What the exercise asks — Extract the final stretch of the data: the line that contains "Question. Identify every instance of the manhole" and every line after it, unaltered, and no other lines.

Records provided —

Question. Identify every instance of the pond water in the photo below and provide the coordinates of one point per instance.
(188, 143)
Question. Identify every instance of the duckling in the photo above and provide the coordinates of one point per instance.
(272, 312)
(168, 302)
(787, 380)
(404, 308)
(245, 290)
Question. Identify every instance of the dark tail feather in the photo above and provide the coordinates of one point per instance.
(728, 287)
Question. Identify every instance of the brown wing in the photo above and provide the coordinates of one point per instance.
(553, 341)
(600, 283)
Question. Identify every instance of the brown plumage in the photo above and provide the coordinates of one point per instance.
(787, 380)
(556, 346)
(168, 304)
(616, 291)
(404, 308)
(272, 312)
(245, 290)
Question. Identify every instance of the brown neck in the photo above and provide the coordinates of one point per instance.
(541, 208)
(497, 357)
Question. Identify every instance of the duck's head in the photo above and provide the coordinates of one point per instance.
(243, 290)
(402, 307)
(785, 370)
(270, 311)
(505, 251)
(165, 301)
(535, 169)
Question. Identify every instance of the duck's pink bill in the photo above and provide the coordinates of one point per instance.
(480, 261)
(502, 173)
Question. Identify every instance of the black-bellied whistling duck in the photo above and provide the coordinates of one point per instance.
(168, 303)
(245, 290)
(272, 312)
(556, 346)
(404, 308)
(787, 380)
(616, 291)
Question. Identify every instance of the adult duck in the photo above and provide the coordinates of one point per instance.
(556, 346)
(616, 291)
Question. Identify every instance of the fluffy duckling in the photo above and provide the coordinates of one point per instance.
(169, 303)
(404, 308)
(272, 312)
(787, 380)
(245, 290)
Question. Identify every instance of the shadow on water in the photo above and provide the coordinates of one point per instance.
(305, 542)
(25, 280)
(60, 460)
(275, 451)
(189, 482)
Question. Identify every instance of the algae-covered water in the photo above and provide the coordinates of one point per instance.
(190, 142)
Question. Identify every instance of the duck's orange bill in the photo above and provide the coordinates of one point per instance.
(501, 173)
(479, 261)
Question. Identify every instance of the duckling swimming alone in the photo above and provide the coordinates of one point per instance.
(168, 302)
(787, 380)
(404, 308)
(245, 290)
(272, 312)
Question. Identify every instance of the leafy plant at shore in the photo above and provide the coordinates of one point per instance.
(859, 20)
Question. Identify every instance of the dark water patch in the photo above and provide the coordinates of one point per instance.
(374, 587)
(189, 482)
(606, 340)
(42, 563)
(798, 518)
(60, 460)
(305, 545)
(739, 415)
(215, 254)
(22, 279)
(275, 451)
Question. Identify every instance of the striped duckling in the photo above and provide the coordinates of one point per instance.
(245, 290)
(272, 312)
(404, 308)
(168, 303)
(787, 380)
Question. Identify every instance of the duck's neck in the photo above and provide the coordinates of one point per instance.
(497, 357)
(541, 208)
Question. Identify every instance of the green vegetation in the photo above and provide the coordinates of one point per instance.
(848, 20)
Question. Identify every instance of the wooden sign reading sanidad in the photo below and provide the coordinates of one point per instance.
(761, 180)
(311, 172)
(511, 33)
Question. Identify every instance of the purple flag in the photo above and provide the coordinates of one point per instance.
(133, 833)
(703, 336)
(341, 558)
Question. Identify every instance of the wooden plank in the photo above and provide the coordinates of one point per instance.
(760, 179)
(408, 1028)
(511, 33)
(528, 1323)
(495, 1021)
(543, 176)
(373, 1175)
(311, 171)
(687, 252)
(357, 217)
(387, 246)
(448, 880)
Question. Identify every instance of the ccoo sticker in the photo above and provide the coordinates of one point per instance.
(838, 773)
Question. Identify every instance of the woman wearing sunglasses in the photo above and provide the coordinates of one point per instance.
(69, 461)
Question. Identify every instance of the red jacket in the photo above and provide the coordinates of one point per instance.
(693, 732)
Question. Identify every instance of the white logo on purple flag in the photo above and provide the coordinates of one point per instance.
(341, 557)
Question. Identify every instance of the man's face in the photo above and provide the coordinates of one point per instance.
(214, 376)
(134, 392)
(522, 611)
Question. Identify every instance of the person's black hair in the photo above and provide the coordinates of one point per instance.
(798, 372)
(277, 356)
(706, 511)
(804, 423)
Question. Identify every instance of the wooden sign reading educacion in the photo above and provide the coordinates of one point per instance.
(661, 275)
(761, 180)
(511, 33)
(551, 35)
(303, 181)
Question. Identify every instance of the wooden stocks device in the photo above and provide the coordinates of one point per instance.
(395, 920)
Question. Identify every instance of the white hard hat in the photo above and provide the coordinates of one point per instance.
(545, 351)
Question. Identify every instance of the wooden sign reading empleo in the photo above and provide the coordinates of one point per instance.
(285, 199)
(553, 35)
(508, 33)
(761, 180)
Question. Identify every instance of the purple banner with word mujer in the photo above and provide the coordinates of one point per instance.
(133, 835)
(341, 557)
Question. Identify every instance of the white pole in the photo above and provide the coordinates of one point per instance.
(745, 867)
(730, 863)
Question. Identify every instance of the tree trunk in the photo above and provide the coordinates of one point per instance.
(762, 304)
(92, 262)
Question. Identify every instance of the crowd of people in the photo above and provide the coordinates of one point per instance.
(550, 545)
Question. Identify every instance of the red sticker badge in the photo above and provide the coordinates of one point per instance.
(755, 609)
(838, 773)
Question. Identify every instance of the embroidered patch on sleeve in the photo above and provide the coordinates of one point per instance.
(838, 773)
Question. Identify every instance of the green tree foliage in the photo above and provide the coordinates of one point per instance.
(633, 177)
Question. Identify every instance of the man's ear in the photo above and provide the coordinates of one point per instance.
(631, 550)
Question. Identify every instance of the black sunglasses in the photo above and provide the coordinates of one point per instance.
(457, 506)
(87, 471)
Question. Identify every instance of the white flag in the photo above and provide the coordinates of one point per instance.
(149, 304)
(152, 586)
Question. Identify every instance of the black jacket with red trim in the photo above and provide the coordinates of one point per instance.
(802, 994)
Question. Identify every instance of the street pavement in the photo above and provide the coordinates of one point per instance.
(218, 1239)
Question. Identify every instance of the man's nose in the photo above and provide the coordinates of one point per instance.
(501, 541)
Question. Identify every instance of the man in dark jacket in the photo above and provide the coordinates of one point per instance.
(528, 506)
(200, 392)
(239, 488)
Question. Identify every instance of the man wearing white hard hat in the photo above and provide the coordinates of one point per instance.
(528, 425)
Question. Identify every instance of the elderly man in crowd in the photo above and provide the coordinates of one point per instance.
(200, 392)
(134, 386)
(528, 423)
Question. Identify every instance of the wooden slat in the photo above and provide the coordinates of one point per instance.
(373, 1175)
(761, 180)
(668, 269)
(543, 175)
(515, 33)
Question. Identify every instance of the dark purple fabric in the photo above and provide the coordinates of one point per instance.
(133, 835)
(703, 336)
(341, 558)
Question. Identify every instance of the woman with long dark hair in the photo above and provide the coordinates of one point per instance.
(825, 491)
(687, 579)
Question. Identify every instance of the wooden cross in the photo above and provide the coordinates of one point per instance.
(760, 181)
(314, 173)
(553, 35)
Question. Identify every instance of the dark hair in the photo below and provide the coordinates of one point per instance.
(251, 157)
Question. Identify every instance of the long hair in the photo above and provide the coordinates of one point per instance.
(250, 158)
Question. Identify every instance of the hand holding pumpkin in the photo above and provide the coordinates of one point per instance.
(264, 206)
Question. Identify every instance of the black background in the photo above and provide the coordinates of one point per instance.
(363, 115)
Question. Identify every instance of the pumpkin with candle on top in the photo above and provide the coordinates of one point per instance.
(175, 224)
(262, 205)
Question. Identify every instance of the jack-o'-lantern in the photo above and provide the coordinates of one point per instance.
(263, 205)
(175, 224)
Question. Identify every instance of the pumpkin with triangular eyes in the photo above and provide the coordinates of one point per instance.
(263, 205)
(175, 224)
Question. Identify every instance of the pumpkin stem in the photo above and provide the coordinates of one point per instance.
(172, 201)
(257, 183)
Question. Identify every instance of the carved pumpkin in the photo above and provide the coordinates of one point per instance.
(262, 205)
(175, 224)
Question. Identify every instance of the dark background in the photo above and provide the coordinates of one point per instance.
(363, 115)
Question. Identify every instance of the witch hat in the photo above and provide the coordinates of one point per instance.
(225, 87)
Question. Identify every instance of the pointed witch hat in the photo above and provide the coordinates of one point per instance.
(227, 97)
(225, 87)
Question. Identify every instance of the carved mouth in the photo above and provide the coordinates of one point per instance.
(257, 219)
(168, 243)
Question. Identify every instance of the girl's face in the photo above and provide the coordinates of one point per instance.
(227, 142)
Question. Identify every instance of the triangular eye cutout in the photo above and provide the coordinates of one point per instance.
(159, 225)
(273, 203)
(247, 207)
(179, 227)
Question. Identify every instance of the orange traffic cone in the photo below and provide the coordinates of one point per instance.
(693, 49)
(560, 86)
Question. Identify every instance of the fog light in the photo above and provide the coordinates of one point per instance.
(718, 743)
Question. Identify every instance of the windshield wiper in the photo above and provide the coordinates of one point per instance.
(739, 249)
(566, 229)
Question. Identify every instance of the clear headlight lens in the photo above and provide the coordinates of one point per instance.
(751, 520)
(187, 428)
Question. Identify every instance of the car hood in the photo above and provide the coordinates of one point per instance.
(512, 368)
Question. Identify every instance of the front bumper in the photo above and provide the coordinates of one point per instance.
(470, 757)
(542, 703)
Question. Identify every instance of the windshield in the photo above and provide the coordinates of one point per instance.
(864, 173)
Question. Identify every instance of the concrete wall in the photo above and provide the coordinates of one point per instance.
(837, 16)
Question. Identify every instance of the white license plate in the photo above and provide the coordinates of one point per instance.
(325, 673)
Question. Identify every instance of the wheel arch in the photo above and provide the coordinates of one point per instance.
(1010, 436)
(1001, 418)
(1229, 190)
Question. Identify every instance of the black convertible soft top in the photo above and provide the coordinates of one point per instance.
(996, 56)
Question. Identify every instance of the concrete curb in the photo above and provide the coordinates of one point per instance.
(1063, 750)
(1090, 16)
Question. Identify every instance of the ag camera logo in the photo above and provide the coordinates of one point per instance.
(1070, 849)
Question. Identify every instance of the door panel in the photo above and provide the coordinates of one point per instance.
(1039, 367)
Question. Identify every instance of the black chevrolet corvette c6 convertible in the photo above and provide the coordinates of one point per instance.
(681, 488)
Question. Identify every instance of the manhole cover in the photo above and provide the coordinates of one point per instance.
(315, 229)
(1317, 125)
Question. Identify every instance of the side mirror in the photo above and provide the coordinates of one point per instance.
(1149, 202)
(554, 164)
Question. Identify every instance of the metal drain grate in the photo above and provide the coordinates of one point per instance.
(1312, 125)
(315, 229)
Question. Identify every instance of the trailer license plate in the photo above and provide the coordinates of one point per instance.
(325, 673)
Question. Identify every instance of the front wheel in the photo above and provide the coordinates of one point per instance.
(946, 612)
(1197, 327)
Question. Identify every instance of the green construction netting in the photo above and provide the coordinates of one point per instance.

Task output —
Question. Identify every instance of the manhole cover in the photo above and provide the coordinates of one point per instance.
(315, 229)
(1317, 125)
Question. Identify every instance of the side mirror in the photo above and provide the coordinates of one point per instance.
(1149, 202)
(554, 164)
Question. Identify every instance of the metal drain grate in the photo above and provide the coordinates of one point per instance.
(1312, 125)
(315, 229)
Question. Identify every instance of the trailer license plate in the photo above and provide the coordinates of one point per instance.
(325, 673)
Question. Identify every instance of the front wheel in the photo above and provide the coordinates of one point per instance.
(946, 612)
(1197, 327)
Question. Identify every instance of the green construction netting in the photo above and provide the coordinates of one point per instance.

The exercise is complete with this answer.